Retype every entry exactly, character for character.

### Source data
* begin *

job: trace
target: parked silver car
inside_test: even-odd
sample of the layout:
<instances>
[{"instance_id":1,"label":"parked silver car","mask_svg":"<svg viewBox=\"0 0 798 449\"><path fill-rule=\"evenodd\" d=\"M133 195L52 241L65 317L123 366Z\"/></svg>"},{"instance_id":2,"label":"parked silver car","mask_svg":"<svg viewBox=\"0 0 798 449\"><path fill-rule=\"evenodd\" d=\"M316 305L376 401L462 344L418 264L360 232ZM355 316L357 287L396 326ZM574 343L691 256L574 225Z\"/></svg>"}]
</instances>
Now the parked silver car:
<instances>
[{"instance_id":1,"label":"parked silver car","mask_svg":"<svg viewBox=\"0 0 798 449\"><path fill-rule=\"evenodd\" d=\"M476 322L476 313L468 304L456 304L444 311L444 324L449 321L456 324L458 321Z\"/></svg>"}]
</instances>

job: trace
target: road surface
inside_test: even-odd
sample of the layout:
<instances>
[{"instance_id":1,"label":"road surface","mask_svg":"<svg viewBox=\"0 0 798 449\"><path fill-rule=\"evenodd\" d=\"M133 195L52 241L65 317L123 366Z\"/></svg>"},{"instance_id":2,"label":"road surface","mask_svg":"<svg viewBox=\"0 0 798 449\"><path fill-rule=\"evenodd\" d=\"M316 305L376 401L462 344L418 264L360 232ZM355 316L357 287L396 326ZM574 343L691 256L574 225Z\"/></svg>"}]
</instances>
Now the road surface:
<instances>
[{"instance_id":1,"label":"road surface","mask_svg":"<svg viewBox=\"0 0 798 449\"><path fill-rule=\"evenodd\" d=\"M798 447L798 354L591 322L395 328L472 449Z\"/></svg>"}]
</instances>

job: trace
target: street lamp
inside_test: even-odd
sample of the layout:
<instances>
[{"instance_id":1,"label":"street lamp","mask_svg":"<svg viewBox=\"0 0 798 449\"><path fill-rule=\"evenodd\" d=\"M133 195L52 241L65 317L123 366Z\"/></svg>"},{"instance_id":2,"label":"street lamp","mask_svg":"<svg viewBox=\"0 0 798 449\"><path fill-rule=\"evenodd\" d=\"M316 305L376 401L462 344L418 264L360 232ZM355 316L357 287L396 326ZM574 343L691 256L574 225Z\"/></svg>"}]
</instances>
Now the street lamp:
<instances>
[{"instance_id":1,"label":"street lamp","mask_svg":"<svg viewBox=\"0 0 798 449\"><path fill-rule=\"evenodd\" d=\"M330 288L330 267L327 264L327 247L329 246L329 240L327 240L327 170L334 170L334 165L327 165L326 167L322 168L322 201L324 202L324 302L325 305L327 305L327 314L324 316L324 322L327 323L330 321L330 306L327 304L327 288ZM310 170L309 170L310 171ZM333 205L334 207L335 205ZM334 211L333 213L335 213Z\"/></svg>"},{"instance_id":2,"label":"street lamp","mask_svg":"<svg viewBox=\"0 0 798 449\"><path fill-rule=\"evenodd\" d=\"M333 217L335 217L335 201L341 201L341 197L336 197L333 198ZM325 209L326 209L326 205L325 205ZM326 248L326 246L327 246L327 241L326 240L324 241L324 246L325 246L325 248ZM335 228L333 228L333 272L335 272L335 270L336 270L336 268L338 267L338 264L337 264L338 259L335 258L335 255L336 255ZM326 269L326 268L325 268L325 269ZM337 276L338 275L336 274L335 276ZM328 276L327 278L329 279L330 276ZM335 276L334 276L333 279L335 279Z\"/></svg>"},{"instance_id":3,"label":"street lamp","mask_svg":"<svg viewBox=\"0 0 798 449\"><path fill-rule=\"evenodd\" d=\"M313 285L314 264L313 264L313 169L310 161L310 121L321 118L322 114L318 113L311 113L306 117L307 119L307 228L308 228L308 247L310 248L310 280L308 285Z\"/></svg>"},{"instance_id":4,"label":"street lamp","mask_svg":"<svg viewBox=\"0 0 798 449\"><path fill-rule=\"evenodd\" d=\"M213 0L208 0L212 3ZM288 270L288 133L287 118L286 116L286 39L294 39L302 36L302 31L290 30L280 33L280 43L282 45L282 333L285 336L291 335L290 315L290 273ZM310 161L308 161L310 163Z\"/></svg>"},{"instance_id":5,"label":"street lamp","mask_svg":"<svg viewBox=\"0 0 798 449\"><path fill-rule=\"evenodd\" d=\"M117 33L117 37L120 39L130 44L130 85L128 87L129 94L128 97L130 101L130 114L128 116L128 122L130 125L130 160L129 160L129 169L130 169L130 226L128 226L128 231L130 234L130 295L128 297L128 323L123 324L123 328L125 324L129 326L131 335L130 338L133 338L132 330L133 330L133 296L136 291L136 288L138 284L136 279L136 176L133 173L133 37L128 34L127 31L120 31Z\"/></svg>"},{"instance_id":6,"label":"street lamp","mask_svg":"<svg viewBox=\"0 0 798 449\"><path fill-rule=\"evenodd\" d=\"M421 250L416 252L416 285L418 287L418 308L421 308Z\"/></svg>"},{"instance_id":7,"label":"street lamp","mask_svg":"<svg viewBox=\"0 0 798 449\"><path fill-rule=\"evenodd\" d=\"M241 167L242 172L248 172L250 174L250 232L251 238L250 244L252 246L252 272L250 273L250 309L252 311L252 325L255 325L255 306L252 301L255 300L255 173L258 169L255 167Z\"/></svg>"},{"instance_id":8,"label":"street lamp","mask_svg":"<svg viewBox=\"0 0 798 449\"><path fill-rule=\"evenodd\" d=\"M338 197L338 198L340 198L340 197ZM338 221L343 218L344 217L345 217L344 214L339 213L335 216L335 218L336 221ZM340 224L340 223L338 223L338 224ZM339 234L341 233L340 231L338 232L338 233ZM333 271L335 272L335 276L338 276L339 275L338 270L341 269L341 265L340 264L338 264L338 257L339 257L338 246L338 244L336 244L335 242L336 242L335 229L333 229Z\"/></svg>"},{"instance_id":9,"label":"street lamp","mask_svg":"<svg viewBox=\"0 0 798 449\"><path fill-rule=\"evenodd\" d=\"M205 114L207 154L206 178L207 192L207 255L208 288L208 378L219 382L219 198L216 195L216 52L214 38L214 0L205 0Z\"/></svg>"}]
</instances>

* end *

### Response for this exercise
job: trace
target: parked silver car
inside_test: even-odd
sample of the layout:
<instances>
[{"instance_id":1,"label":"parked silver car","mask_svg":"<svg viewBox=\"0 0 798 449\"><path fill-rule=\"evenodd\" d=\"M133 195L52 241L65 317L123 366Z\"/></svg>"},{"instance_id":2,"label":"parked silver car","mask_svg":"<svg viewBox=\"0 0 798 449\"><path fill-rule=\"evenodd\" d=\"M316 305L376 401L462 344L418 264L360 232ZM355 316L357 287L396 326ZM574 343L691 256L574 225Z\"/></svg>"}]
</instances>
Now the parked silver car:
<instances>
[{"instance_id":1,"label":"parked silver car","mask_svg":"<svg viewBox=\"0 0 798 449\"><path fill-rule=\"evenodd\" d=\"M476 322L476 313L468 304L456 304L444 311L444 324L449 321L456 324L458 321Z\"/></svg>"}]
</instances>

job: trace
target: road surface
inside_test: even-odd
sample of the layout:
<instances>
[{"instance_id":1,"label":"road surface","mask_svg":"<svg viewBox=\"0 0 798 449\"><path fill-rule=\"evenodd\" d=\"M133 195L52 241L65 317L123 366Z\"/></svg>"},{"instance_id":2,"label":"road surface","mask_svg":"<svg viewBox=\"0 0 798 449\"><path fill-rule=\"evenodd\" d=\"M316 305L376 401L462 344L418 264L360 232ZM355 316L357 287L396 326ZM574 343L691 256L574 225Z\"/></svg>"}]
</instances>
Now the road surface:
<instances>
[{"instance_id":1,"label":"road surface","mask_svg":"<svg viewBox=\"0 0 798 449\"><path fill-rule=\"evenodd\" d=\"M798 447L798 354L591 322L395 328L472 449Z\"/></svg>"}]
</instances>

job: trace
target: street lamp
inside_test: even-odd
sample of the layout:
<instances>
[{"instance_id":1,"label":"street lamp","mask_svg":"<svg viewBox=\"0 0 798 449\"><path fill-rule=\"evenodd\" d=\"M133 195L52 241L65 317L123 366Z\"/></svg>"},{"instance_id":2,"label":"street lamp","mask_svg":"<svg viewBox=\"0 0 798 449\"><path fill-rule=\"evenodd\" d=\"M316 305L376 401L462 344L418 264L360 232ZM355 316L357 287L396 326ZM574 343L691 256L574 225Z\"/></svg>"}]
</instances>
Now the street lamp:
<instances>
[{"instance_id":1,"label":"street lamp","mask_svg":"<svg viewBox=\"0 0 798 449\"><path fill-rule=\"evenodd\" d=\"M330 288L330 267L327 264L327 247L329 246L329 240L327 240L327 170L334 170L334 165L327 165L326 167L322 168L322 201L324 202L324 302L325 305L327 305L327 314L324 316L324 322L327 323L330 321L330 306L327 304L327 288ZM310 170L309 170L310 171ZM333 205L334 207L335 205ZM334 211L333 213L335 213Z\"/></svg>"},{"instance_id":2,"label":"street lamp","mask_svg":"<svg viewBox=\"0 0 798 449\"><path fill-rule=\"evenodd\" d=\"M333 217L335 217L335 201L341 201L341 197L336 197L333 198ZM325 209L326 209L326 205L325 205ZM326 248L326 246L327 246L327 241L326 240L324 241L324 246L325 246L325 248ZM335 228L333 228L333 272L335 272L335 270L336 270L336 268L338 267L338 264L337 264L338 259L335 258L335 255L336 255ZM326 269L326 268L325 268L325 269ZM337 276L338 275L336 274L335 276ZM328 276L327 278L329 279L330 276ZM335 276L334 276L333 279L335 279Z\"/></svg>"},{"instance_id":3,"label":"street lamp","mask_svg":"<svg viewBox=\"0 0 798 449\"><path fill-rule=\"evenodd\" d=\"M313 285L314 264L313 264L313 169L310 161L310 121L321 118L322 114L318 113L311 113L306 117L307 119L307 228L308 228L308 247L310 248L310 280L308 285Z\"/></svg>"},{"instance_id":4,"label":"street lamp","mask_svg":"<svg viewBox=\"0 0 798 449\"><path fill-rule=\"evenodd\" d=\"M213 0L208 0L212 3ZM288 270L288 133L287 118L286 116L286 39L294 39L302 36L302 31L290 30L280 33L280 43L282 45L282 333L285 336L291 335L290 315L290 273ZM310 161L308 161L310 163Z\"/></svg>"},{"instance_id":5,"label":"street lamp","mask_svg":"<svg viewBox=\"0 0 798 449\"><path fill-rule=\"evenodd\" d=\"M117 33L117 37L120 39L130 44L130 85L128 87L129 94L128 97L130 101L130 114L128 116L128 122L130 125L130 160L129 160L129 169L130 169L130 226L128 226L128 231L130 234L130 295L128 297L128 323L123 324L123 328L125 324L129 326L131 335L130 338L133 338L132 330L133 330L133 296L136 291L136 288L138 284L136 279L136 176L133 173L133 37L128 34L127 31L120 31Z\"/></svg>"},{"instance_id":6,"label":"street lamp","mask_svg":"<svg viewBox=\"0 0 798 449\"><path fill-rule=\"evenodd\" d=\"M421 250L416 252L416 285L418 287L418 308L421 308Z\"/></svg>"},{"instance_id":7,"label":"street lamp","mask_svg":"<svg viewBox=\"0 0 798 449\"><path fill-rule=\"evenodd\" d=\"M241 167L242 172L248 172L250 174L250 232L251 238L250 244L252 246L252 272L250 273L250 309L252 311L252 325L255 325L255 306L252 301L255 300L255 173L258 169L255 167Z\"/></svg>"},{"instance_id":8,"label":"street lamp","mask_svg":"<svg viewBox=\"0 0 798 449\"><path fill-rule=\"evenodd\" d=\"M338 197L338 198L340 198L340 197ZM338 221L343 218L344 217L345 217L344 214L339 213L335 216L335 218L336 221ZM340 224L340 223L338 223L338 224ZM339 234L341 233L340 231L338 232L338 233ZM333 271L335 272L335 276L338 276L339 275L338 270L341 269L341 265L340 264L338 264L338 257L339 257L338 246L338 244L336 244L335 242L336 242L335 229L333 229Z\"/></svg>"},{"instance_id":9,"label":"street lamp","mask_svg":"<svg viewBox=\"0 0 798 449\"><path fill-rule=\"evenodd\" d=\"M205 114L207 154L206 178L207 192L207 255L208 288L208 378L219 382L219 198L216 195L216 52L214 38L214 0L205 0Z\"/></svg>"}]
</instances>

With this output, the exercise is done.